▶ **Tasks to perform**:
1. In the book description, rewrite the passage starting at "Natural language has multiple" and ending at "related? (Part 4)", putting "large-scale" wherever "macroscopic" occurs.
2. Name every field of study that the book description mentions when it places the study of language's global properties.
3. Continue the book description on statistical universals of language from its last line.

Mathematics in Mind Statistical Universals of Language Mathematical Chance vs. Human Choice
236 pages, hardcover
English
2021
978-3-030-59376-6
Springer Cham
This book proposes a conjecture of natural language as a complex system.
Natural language has multiple global macroscopic properties, including the well-known Zipf’s law. It takes the form of power laws that represent self-similarity properties. The nature of these properties has mainly been studied within complex system science, a field that is outside both linguistics, involving traditional scientific studies of language, and natural language processing, which is an engineering research field. The frontier of complex system studies on natural language has advanced through publications that are distributed across various journals. Since the frontier is difficult to see, this book attempts to explain it in a consistent and unified manner.
In summary, this book discusses the following themes:
1. What are the macroscopic properties of language? (Parts 2 and 3)
2. How are the macroscopic and microscopic properties related? (Part 4)
3. What is their significance in engineering? (Part 5)

▶ **Supplied information**:

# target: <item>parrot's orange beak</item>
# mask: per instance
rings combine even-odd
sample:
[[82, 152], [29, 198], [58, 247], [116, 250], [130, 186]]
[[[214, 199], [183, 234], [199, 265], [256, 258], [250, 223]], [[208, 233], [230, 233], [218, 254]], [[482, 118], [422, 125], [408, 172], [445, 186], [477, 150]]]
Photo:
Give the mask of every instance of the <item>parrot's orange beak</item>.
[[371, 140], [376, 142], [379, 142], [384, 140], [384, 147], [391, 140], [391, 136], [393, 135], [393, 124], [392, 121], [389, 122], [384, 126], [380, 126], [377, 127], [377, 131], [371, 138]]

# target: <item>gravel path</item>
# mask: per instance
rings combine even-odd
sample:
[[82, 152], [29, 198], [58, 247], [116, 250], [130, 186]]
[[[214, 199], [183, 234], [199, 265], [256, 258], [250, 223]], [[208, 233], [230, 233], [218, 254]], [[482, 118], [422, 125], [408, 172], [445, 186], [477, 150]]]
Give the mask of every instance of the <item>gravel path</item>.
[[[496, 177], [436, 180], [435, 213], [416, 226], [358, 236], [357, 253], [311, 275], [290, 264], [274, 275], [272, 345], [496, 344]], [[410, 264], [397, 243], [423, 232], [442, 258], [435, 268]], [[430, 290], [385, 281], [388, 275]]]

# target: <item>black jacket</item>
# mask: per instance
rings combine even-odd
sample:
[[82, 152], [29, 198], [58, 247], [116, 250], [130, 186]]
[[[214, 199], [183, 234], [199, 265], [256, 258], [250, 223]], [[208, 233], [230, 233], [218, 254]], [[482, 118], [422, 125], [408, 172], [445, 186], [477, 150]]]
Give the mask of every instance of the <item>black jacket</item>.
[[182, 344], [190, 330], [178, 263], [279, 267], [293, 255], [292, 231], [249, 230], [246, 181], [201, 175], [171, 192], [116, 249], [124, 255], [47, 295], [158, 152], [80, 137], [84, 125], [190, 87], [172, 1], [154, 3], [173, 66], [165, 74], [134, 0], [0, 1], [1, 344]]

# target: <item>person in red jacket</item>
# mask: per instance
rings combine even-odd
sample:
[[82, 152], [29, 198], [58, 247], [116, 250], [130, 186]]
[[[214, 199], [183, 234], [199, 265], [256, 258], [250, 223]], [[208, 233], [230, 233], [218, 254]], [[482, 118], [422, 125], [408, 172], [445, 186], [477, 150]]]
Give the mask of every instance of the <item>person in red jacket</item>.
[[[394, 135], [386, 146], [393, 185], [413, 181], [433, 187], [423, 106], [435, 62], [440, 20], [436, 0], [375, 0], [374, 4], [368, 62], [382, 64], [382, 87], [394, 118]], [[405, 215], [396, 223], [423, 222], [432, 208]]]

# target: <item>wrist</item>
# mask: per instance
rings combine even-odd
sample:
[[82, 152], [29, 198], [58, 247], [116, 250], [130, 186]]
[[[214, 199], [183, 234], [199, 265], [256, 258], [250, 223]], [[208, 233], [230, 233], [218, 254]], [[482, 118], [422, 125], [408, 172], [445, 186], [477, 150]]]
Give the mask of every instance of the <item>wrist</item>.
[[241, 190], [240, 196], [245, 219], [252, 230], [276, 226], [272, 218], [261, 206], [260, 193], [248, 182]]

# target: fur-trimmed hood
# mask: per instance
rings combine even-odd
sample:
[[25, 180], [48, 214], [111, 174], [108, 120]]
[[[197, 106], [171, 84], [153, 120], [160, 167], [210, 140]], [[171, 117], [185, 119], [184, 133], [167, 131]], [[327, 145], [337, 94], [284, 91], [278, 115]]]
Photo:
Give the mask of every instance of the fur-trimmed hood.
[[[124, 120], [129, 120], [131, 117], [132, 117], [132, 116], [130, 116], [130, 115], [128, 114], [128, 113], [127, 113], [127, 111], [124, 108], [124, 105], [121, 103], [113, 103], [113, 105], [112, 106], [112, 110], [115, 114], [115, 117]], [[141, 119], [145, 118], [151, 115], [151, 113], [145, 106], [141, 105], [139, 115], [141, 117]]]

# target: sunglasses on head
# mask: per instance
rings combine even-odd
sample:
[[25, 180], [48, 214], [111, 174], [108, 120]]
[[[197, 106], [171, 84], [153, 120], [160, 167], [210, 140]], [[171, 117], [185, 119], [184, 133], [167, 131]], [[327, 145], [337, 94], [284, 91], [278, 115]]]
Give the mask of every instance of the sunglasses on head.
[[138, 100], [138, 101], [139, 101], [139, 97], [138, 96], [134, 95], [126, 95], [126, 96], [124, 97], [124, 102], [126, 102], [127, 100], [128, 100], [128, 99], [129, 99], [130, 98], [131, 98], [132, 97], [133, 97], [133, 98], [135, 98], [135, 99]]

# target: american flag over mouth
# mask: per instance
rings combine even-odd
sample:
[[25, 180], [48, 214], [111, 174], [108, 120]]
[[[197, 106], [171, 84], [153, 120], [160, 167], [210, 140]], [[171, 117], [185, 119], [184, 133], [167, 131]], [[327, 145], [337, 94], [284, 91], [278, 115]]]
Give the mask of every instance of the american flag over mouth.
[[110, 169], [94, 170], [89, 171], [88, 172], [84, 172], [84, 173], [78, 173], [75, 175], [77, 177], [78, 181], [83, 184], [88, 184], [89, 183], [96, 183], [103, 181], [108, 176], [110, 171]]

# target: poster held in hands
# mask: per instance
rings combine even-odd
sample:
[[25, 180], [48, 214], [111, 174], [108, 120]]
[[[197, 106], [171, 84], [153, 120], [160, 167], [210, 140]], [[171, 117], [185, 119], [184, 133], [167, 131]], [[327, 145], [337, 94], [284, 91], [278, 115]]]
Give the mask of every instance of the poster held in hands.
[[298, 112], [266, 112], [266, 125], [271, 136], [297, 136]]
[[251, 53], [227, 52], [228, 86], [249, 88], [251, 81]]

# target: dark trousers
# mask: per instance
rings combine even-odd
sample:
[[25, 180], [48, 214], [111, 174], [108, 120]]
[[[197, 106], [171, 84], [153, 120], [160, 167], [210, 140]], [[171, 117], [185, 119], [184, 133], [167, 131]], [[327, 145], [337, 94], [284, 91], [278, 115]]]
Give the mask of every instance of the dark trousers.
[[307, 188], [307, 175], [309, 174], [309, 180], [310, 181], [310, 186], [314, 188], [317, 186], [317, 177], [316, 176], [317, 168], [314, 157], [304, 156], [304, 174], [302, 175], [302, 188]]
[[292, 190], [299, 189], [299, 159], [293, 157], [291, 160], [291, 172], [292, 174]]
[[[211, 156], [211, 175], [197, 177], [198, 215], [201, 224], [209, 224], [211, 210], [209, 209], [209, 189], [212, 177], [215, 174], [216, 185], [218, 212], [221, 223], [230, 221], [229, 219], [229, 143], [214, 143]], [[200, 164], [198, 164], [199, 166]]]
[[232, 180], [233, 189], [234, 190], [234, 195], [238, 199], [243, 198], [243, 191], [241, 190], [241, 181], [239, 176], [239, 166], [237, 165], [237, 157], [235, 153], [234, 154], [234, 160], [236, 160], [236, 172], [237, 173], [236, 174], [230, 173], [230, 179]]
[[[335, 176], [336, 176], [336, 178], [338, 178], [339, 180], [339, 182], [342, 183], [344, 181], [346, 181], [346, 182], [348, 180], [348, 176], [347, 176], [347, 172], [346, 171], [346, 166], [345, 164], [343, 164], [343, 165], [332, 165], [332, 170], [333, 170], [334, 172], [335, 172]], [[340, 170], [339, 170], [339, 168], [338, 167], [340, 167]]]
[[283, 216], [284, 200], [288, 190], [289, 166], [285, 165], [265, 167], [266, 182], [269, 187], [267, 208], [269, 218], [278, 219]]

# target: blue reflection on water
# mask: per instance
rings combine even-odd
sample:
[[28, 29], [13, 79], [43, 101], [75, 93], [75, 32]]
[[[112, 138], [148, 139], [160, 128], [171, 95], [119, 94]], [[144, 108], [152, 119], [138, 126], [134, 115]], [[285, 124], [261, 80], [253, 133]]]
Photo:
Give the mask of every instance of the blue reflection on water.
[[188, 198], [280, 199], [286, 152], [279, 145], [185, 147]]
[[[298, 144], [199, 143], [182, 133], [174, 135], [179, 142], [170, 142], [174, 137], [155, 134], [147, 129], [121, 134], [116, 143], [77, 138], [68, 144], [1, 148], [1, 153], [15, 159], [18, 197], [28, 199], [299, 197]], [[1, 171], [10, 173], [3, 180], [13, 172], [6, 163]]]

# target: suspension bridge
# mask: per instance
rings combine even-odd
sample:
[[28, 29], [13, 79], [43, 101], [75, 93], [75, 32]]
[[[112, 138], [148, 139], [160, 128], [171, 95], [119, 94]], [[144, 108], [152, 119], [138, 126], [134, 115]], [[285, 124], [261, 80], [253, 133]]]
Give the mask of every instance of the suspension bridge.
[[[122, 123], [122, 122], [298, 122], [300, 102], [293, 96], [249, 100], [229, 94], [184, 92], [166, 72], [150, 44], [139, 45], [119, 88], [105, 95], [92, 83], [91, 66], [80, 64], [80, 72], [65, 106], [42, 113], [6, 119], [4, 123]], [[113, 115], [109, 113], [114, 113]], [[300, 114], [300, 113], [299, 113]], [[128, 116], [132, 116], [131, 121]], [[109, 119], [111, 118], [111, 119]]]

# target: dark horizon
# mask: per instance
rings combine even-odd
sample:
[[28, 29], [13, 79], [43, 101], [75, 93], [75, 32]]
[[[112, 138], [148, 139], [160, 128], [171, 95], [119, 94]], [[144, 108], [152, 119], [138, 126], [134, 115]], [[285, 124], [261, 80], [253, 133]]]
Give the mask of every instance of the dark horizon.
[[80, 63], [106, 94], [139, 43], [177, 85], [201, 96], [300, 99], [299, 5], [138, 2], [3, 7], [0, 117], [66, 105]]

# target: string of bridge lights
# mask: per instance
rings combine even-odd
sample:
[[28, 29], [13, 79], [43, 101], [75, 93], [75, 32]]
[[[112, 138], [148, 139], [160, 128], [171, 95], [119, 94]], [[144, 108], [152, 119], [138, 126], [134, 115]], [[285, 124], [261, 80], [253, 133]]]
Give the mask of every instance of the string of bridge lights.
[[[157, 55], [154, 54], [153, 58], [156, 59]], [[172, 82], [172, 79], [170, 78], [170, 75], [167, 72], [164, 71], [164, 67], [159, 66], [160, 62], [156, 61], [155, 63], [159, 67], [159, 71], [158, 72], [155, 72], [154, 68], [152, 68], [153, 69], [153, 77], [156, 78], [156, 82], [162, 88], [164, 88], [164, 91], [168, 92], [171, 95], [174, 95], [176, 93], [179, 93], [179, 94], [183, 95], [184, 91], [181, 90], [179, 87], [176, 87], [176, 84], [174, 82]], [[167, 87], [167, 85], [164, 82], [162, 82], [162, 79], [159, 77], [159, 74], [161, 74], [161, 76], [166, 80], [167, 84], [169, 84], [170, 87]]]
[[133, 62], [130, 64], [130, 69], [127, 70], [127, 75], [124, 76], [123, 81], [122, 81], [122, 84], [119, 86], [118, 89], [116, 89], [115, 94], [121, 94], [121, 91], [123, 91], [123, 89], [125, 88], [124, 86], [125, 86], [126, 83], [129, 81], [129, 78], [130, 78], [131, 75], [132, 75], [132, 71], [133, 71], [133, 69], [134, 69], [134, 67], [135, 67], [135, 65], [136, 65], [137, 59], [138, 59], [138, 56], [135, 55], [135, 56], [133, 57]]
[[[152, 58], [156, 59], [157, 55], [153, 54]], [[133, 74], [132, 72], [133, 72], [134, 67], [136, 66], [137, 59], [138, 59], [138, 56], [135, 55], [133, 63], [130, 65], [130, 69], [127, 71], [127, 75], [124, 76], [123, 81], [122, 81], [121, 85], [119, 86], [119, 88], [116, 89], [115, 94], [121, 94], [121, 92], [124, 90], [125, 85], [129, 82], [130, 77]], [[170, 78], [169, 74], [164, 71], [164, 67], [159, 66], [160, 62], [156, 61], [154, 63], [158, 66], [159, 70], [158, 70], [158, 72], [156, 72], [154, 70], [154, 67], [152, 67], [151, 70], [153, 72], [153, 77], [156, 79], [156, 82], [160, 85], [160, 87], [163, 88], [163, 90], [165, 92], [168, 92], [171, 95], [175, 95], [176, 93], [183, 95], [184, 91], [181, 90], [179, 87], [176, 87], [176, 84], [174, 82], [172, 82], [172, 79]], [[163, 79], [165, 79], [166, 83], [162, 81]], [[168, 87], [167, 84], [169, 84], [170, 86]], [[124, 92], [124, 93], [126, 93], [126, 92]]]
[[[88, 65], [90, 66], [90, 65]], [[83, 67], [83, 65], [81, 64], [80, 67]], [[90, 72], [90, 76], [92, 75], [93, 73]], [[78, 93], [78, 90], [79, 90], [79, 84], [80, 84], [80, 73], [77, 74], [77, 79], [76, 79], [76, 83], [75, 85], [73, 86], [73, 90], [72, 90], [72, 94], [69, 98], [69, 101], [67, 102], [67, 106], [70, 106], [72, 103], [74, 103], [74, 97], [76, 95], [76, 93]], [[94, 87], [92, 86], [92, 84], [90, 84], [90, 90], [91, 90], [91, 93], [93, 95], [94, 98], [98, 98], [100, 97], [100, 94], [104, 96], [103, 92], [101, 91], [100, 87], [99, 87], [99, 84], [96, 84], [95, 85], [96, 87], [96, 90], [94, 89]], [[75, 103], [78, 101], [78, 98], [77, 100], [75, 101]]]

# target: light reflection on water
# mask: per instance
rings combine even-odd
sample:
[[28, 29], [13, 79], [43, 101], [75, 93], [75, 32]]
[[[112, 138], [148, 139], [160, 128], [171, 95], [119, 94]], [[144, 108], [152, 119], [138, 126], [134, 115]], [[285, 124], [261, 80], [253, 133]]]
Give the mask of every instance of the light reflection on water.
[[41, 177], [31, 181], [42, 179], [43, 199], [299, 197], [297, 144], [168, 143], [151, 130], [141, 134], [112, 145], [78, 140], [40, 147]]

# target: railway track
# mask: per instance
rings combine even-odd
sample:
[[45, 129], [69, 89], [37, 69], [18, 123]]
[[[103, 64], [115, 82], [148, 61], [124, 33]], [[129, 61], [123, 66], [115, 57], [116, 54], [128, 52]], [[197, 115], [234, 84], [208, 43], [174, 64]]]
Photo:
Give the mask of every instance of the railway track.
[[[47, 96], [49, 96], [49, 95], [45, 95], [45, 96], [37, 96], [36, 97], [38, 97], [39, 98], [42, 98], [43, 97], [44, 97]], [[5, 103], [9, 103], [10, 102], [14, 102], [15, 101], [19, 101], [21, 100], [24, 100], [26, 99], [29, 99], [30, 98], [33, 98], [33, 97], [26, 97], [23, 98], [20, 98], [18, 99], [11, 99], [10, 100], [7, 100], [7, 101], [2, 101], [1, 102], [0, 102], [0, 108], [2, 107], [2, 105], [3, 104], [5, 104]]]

▶ **Exercise results**:
1.
Natural language has multiple global large-scale properties, including the well-known Zipf’s law. It takes the form of power laws that represent self-similarity properties. The nature of these properties has mainly been studied within complex system science, a field that is outside both linguistics, involving traditional scientific studies of language, and natural language processing, which is an engineering research field. The frontier of complex system studies on natural language has advanced through publications that are distributed across various journals. Since the frontier is difficult to see, this book attempts to explain it in a consistent and unified manner.
In summary, this book discusses the following themes:
1. What are the large-scale properties of language? (Parts 2 and 3)
2. How are the large-scale and microscopic properties related? (Part 4)

2.
- complex system science
- linguistics
- natural language processing

3.
Regarding theme 1, laws such as Heaps’ law are known to be derived from Zipf’s law. This book provides an overview of the relations among them. Thereafter, it considers Zipf’s law as a limit theorem. In other words, it proposes that language is established on such an inevitable statistical property. Furthermore, in addition to Zipf’s law on the distribution of words, the macroscopic nature of language lies in the property of word sequences. The author’s studies along that line also yield multiple power laws, which characterize the self-similarity that underlies the fluctuation of context.
Such macroscopic properties influence the microscopic formation of language elements, grammatical structure, and semantic properties. Theme 2 addresses their possible relations, indicating how microscopic linguistic properties could be derived from macroscopic properties.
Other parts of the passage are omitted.